* _Requirement_
Edit the part of the records that opens with the first line and closes with the line containing "point(386, 181)", replacing "Target" with "Object" and leaving everything else unchanged. Leave the pictures out of your answer.

* _Input data_

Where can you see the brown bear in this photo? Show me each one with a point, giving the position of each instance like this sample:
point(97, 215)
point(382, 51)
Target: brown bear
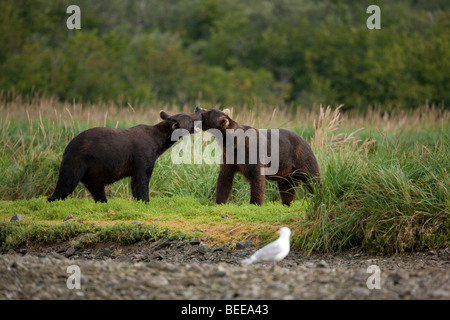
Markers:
point(101, 156)
point(296, 160)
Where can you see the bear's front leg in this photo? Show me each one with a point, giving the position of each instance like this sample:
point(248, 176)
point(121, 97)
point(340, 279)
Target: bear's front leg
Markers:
point(224, 183)
point(257, 189)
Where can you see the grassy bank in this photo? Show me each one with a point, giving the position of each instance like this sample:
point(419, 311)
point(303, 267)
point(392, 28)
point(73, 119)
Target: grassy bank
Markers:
point(386, 181)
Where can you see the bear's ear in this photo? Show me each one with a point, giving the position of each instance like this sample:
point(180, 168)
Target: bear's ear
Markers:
point(223, 122)
point(175, 125)
point(163, 115)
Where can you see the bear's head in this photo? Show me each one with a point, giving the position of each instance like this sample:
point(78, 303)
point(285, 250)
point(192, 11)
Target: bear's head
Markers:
point(215, 119)
point(181, 121)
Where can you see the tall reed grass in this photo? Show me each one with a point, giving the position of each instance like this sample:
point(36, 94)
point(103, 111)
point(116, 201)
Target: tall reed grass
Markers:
point(386, 182)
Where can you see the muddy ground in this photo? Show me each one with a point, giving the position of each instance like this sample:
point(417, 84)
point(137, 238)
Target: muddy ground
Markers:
point(192, 270)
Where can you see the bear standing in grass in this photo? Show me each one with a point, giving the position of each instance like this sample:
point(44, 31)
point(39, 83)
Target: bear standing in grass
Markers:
point(101, 156)
point(296, 161)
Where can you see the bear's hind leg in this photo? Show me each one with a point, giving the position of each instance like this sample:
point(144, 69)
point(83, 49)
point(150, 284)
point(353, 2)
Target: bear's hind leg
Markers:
point(287, 191)
point(257, 189)
point(68, 180)
point(97, 192)
point(224, 184)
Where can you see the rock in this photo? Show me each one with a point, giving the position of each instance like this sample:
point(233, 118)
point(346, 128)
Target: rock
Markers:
point(159, 281)
point(16, 217)
point(194, 242)
point(203, 248)
point(69, 252)
point(68, 217)
point(106, 252)
point(322, 264)
point(243, 245)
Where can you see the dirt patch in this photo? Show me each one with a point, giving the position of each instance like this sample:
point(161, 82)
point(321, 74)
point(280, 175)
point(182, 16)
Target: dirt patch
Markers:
point(192, 269)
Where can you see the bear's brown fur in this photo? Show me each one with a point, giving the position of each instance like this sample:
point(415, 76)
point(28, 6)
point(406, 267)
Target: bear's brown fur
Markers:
point(296, 161)
point(101, 156)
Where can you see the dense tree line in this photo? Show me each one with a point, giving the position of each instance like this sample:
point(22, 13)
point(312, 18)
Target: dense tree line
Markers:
point(228, 52)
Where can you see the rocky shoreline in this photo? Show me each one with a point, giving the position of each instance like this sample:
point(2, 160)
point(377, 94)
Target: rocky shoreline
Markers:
point(182, 270)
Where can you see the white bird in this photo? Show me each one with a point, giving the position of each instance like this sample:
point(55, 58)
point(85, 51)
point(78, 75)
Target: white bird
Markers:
point(274, 251)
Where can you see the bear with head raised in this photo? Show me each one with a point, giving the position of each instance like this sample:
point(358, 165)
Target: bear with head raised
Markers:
point(101, 156)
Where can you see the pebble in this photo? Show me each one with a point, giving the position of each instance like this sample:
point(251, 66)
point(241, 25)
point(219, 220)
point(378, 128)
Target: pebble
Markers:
point(69, 252)
point(16, 217)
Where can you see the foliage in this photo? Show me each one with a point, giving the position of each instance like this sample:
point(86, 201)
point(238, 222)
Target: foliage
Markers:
point(228, 52)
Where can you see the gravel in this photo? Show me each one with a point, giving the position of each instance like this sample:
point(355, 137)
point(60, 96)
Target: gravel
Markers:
point(193, 270)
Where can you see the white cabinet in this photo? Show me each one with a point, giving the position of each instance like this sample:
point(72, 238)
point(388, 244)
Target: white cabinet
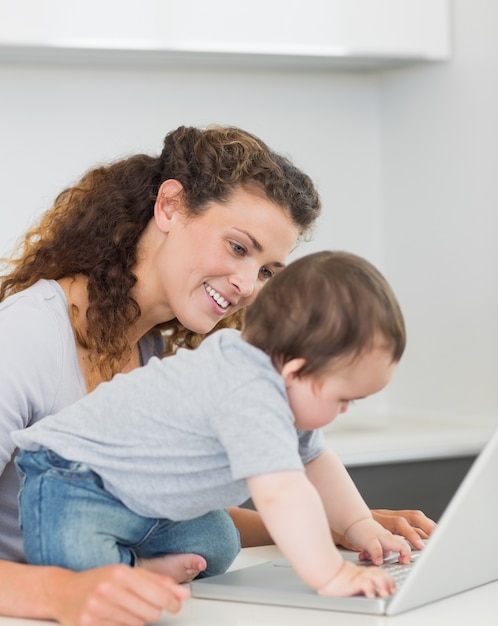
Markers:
point(313, 32)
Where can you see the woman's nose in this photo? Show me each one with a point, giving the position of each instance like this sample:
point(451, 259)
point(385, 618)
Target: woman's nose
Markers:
point(344, 406)
point(245, 281)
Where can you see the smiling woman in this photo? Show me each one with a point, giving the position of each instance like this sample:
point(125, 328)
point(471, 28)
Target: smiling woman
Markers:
point(140, 257)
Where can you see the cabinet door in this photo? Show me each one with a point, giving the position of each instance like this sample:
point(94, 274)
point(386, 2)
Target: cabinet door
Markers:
point(417, 29)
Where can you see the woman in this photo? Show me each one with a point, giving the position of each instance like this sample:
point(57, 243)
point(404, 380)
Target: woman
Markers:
point(145, 249)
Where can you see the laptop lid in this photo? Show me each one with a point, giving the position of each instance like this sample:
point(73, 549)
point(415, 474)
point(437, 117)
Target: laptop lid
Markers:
point(455, 559)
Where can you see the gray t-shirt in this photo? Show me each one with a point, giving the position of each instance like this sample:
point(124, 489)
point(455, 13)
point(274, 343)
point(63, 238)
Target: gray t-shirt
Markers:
point(39, 375)
point(178, 437)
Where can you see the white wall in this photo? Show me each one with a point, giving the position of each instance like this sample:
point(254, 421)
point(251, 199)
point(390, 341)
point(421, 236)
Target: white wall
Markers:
point(405, 161)
point(57, 121)
point(439, 128)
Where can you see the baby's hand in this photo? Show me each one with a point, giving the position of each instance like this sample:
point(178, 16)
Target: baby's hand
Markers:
point(353, 580)
point(376, 543)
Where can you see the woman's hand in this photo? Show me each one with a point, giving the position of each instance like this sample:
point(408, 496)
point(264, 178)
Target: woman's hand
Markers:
point(414, 526)
point(112, 595)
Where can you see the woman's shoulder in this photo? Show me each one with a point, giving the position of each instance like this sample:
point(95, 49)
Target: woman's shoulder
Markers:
point(44, 295)
point(34, 318)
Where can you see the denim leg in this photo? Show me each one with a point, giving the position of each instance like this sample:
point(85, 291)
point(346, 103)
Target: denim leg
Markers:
point(69, 520)
point(213, 536)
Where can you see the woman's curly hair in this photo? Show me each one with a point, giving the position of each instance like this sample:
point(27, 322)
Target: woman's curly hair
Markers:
point(95, 226)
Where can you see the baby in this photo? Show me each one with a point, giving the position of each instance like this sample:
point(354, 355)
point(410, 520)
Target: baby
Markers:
point(145, 465)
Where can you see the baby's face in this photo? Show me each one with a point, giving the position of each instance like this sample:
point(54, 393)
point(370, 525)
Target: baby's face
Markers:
point(317, 402)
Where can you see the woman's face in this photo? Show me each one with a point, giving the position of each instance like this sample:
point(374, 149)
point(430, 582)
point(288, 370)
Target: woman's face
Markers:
point(212, 265)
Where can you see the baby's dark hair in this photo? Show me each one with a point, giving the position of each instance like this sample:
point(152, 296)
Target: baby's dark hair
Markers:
point(324, 307)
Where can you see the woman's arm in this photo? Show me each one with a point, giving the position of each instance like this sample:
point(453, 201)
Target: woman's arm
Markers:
point(114, 594)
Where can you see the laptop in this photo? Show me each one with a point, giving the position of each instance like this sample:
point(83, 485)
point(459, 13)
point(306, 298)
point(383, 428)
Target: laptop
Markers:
point(462, 553)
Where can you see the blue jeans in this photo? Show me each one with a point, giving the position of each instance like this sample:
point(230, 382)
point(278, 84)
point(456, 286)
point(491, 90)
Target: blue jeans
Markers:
point(68, 519)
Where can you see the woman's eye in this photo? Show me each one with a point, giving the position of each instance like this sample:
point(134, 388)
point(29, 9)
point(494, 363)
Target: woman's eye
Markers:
point(266, 273)
point(237, 248)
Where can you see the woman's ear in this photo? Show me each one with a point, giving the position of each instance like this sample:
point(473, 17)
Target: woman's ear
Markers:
point(291, 369)
point(168, 202)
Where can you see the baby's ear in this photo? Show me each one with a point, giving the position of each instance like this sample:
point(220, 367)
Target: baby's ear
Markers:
point(290, 370)
point(168, 202)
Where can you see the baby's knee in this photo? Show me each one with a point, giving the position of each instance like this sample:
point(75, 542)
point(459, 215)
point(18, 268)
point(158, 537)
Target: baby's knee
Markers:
point(223, 545)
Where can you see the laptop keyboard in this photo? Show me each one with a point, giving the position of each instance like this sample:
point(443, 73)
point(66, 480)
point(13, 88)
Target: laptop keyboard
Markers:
point(399, 571)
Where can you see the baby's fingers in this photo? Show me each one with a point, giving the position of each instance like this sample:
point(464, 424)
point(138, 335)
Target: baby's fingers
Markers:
point(375, 582)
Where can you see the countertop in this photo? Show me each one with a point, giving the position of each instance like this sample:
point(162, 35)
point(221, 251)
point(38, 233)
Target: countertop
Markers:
point(478, 606)
point(368, 441)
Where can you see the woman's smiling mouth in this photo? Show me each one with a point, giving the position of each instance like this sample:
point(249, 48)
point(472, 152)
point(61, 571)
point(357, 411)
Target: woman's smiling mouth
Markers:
point(217, 297)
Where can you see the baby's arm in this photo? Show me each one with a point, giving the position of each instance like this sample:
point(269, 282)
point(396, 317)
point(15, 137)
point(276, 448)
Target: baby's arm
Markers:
point(348, 513)
point(293, 513)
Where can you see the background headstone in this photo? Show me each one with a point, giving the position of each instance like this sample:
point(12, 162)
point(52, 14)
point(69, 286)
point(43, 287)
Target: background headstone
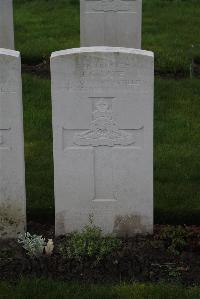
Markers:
point(115, 23)
point(6, 24)
point(103, 139)
point(12, 179)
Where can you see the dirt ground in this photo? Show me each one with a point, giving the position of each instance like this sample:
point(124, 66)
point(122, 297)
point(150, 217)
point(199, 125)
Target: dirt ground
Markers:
point(142, 258)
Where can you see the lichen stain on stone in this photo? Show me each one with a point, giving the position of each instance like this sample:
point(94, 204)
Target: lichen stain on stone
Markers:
point(11, 219)
point(129, 225)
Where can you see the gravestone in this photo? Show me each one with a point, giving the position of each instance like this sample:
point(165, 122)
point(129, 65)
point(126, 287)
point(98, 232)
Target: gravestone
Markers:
point(12, 181)
point(115, 23)
point(102, 101)
point(6, 24)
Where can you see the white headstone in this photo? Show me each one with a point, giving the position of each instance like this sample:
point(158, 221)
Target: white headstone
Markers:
point(103, 139)
point(12, 180)
point(115, 23)
point(6, 24)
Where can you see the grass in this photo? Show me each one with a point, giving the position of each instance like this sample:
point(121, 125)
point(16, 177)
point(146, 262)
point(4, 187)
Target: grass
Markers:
point(47, 289)
point(170, 28)
point(38, 147)
point(177, 150)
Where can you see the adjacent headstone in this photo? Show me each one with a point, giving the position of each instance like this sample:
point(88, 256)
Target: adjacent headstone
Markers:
point(12, 180)
point(115, 23)
point(6, 24)
point(103, 139)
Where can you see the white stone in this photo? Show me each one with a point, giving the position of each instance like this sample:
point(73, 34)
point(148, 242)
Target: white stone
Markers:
point(102, 101)
point(6, 24)
point(115, 23)
point(12, 179)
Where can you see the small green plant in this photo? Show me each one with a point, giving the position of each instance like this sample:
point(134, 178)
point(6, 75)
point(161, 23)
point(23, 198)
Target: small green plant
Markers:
point(33, 244)
point(89, 243)
point(175, 238)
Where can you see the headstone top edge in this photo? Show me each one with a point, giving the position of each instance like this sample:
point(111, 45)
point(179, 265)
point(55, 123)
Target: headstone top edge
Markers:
point(101, 49)
point(9, 52)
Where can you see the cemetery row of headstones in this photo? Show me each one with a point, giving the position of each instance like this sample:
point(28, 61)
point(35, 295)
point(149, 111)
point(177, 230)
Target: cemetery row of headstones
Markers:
point(102, 102)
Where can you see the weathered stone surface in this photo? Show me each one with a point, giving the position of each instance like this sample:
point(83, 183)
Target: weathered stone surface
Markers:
point(115, 23)
point(102, 101)
point(12, 180)
point(6, 24)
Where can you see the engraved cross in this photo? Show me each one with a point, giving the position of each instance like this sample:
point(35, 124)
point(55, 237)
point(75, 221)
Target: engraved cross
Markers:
point(103, 135)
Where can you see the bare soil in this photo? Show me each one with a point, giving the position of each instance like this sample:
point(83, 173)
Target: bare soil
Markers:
point(142, 258)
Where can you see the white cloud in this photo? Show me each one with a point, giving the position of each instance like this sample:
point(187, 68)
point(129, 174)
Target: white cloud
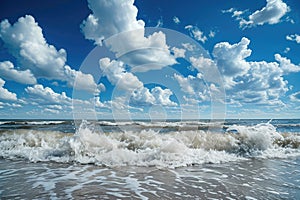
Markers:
point(80, 81)
point(127, 81)
point(5, 94)
point(295, 96)
point(117, 75)
point(26, 42)
point(162, 96)
point(194, 87)
point(294, 37)
point(196, 33)
point(189, 46)
point(178, 52)
point(176, 20)
point(160, 23)
point(124, 35)
point(8, 72)
point(257, 82)
point(272, 13)
point(230, 59)
point(287, 49)
point(286, 65)
point(46, 95)
point(212, 34)
point(185, 83)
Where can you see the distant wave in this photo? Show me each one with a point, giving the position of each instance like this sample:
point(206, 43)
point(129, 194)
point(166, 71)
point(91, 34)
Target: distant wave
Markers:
point(148, 147)
point(31, 122)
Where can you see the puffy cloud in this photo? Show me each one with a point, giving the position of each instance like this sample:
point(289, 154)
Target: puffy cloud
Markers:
point(196, 33)
point(162, 96)
point(26, 42)
point(212, 34)
point(5, 94)
point(295, 96)
point(124, 35)
point(46, 95)
point(270, 14)
point(262, 83)
point(8, 72)
point(294, 37)
point(286, 65)
point(110, 17)
point(117, 75)
point(185, 83)
point(194, 87)
point(81, 81)
point(176, 20)
point(178, 53)
point(230, 59)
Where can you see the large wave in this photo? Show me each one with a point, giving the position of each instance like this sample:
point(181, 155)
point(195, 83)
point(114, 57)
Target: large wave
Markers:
point(149, 147)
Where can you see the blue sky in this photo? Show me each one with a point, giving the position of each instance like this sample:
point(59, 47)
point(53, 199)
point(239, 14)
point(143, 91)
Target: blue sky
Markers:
point(100, 59)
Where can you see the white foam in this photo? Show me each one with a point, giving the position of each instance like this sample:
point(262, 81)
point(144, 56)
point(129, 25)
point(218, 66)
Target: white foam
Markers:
point(145, 148)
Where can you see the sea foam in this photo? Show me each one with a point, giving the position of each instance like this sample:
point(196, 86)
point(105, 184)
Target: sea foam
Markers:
point(148, 147)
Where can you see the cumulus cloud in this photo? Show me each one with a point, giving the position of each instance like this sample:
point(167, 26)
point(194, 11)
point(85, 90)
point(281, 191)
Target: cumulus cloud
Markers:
point(116, 23)
point(162, 96)
point(194, 87)
point(196, 33)
point(230, 59)
point(294, 37)
point(126, 81)
point(8, 72)
point(26, 42)
point(272, 13)
point(178, 52)
point(176, 20)
point(286, 64)
point(295, 96)
point(5, 94)
point(46, 95)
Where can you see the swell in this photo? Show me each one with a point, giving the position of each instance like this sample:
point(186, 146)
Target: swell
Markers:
point(149, 147)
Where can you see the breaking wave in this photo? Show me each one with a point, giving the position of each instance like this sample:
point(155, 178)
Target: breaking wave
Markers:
point(149, 147)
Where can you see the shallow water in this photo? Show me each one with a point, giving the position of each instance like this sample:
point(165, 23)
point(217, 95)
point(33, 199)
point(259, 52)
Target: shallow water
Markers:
point(249, 179)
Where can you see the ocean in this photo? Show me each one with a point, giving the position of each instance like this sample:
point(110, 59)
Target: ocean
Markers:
point(193, 159)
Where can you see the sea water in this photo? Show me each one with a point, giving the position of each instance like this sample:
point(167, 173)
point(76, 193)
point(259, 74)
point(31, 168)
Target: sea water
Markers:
point(238, 159)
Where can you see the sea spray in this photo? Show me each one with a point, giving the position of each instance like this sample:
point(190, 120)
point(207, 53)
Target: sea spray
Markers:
point(148, 147)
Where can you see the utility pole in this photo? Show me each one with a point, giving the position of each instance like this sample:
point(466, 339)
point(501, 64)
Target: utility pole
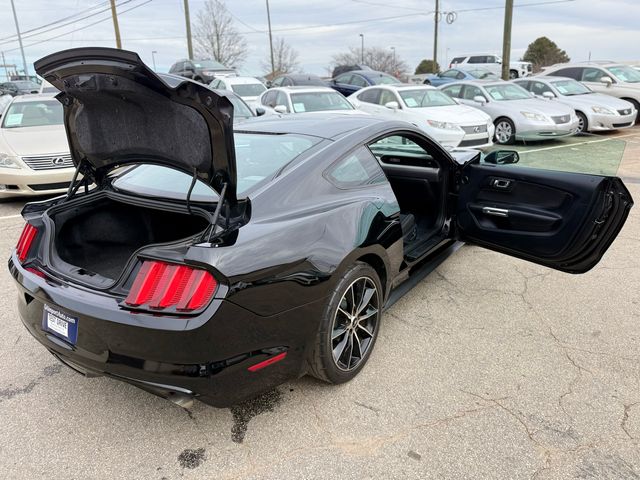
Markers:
point(436, 19)
point(188, 22)
point(273, 65)
point(506, 39)
point(116, 28)
point(6, 69)
point(24, 60)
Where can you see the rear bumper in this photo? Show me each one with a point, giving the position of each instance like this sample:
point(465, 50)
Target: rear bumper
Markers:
point(206, 357)
point(610, 122)
point(547, 131)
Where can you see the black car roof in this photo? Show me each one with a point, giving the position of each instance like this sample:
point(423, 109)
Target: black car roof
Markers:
point(327, 126)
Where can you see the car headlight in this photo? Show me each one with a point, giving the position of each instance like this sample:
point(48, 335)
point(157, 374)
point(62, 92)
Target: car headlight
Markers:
point(8, 161)
point(443, 125)
point(602, 110)
point(535, 116)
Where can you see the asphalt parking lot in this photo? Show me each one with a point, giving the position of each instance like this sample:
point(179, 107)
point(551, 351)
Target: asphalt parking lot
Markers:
point(490, 368)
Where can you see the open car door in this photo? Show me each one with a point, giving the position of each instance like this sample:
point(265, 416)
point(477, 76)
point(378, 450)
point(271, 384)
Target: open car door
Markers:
point(561, 220)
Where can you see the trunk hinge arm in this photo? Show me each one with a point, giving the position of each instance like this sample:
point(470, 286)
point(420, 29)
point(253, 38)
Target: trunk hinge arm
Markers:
point(86, 171)
point(216, 214)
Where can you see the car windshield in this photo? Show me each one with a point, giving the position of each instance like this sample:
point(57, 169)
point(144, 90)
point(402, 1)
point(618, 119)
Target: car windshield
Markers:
point(570, 87)
point(33, 114)
point(425, 98)
point(383, 79)
point(258, 158)
point(240, 109)
point(248, 89)
point(483, 74)
point(26, 85)
point(625, 74)
point(507, 92)
point(209, 64)
point(319, 102)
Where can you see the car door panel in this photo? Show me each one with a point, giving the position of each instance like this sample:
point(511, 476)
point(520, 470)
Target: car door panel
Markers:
point(561, 220)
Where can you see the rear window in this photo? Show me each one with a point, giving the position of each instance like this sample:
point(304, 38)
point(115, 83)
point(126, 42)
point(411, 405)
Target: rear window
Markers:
point(258, 158)
point(33, 114)
point(248, 89)
point(425, 98)
point(319, 101)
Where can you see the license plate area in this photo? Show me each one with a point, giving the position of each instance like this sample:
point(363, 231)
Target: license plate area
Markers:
point(60, 324)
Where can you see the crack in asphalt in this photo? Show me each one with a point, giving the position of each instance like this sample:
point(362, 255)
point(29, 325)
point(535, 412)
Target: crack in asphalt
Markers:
point(9, 392)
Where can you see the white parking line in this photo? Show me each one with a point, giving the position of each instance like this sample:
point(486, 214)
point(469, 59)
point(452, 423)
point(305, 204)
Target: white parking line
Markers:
point(580, 143)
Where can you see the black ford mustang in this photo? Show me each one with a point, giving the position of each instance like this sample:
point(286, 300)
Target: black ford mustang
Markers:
point(192, 260)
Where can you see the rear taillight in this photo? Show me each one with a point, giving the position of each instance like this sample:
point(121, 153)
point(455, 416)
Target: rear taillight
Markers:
point(159, 286)
point(24, 243)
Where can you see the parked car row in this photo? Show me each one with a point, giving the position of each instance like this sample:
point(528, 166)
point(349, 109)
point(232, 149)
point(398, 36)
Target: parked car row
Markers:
point(471, 107)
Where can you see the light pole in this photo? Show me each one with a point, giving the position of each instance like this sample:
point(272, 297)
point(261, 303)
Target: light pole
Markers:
point(24, 60)
point(394, 59)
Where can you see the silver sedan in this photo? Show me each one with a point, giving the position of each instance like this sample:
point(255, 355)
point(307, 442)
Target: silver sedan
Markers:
point(516, 113)
point(595, 111)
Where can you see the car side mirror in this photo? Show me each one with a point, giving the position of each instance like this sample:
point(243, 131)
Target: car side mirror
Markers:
point(502, 157)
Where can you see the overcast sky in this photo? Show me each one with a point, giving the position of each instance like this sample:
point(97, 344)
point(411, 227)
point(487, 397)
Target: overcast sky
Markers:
point(608, 29)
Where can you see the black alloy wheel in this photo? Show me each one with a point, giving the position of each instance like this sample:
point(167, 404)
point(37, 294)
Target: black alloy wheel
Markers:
point(349, 326)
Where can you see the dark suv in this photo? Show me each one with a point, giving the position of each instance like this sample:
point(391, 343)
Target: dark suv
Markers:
point(203, 71)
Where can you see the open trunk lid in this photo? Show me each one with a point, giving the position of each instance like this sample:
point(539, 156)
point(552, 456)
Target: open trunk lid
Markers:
point(118, 111)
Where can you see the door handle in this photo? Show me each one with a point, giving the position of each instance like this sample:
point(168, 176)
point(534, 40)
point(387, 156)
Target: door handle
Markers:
point(501, 183)
point(496, 212)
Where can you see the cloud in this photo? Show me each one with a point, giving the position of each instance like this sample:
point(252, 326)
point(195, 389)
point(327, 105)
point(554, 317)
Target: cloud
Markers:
point(606, 28)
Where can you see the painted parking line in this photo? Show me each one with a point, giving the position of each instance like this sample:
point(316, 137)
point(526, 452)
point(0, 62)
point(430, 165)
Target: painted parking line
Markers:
point(7, 217)
point(587, 142)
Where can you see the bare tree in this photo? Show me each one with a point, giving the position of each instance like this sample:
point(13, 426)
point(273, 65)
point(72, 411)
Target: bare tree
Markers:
point(285, 59)
point(216, 37)
point(381, 59)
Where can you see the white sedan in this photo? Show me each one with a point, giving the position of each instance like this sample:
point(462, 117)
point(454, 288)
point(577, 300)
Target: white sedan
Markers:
point(305, 100)
point(446, 121)
point(247, 88)
point(34, 153)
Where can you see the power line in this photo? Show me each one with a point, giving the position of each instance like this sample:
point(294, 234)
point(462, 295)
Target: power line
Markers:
point(123, 2)
point(54, 22)
point(82, 28)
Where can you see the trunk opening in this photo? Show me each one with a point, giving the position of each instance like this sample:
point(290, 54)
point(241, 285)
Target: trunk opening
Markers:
point(97, 238)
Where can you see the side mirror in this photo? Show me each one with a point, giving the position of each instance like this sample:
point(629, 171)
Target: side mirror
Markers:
point(502, 157)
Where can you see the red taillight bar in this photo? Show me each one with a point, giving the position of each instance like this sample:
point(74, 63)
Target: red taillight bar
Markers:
point(159, 286)
point(267, 362)
point(24, 243)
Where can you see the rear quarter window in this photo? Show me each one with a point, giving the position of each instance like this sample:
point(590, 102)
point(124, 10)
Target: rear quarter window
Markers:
point(356, 170)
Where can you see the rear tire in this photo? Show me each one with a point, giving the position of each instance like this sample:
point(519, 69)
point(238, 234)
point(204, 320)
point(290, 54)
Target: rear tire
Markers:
point(349, 326)
point(583, 124)
point(505, 131)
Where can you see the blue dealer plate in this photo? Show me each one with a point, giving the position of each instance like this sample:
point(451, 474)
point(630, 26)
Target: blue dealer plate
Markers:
point(60, 324)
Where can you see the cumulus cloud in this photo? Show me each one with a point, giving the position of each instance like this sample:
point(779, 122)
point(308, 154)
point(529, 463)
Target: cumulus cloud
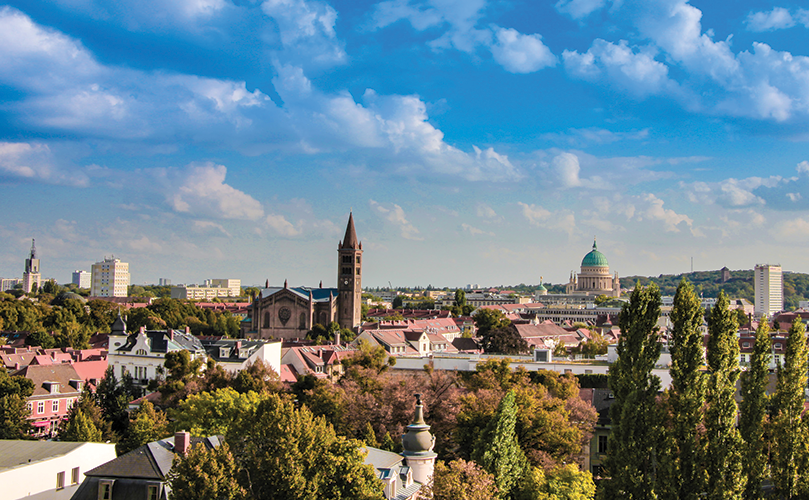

* _Task answer_
Where can you see the brown bear in this photo? Show me each one with a point, giving the position of each instance like this sample:
point(97, 215)
point(382, 51)
Object: brown bear
Markers:
point(101, 156)
point(296, 160)
Where can you see the bear's front leg in this photo? Show me each one with a point, giving the position of each instance like this sample:
point(248, 176)
point(121, 97)
point(340, 279)
Object: bear's front leg
Markers:
point(224, 183)
point(257, 189)
Where can you see the grassy bank in this photo? Show me each one with a point, giving the position of each instance like this sample:
point(419, 311)
point(303, 267)
point(392, 28)
point(73, 119)
Object: grassy bank
Markers:
point(386, 181)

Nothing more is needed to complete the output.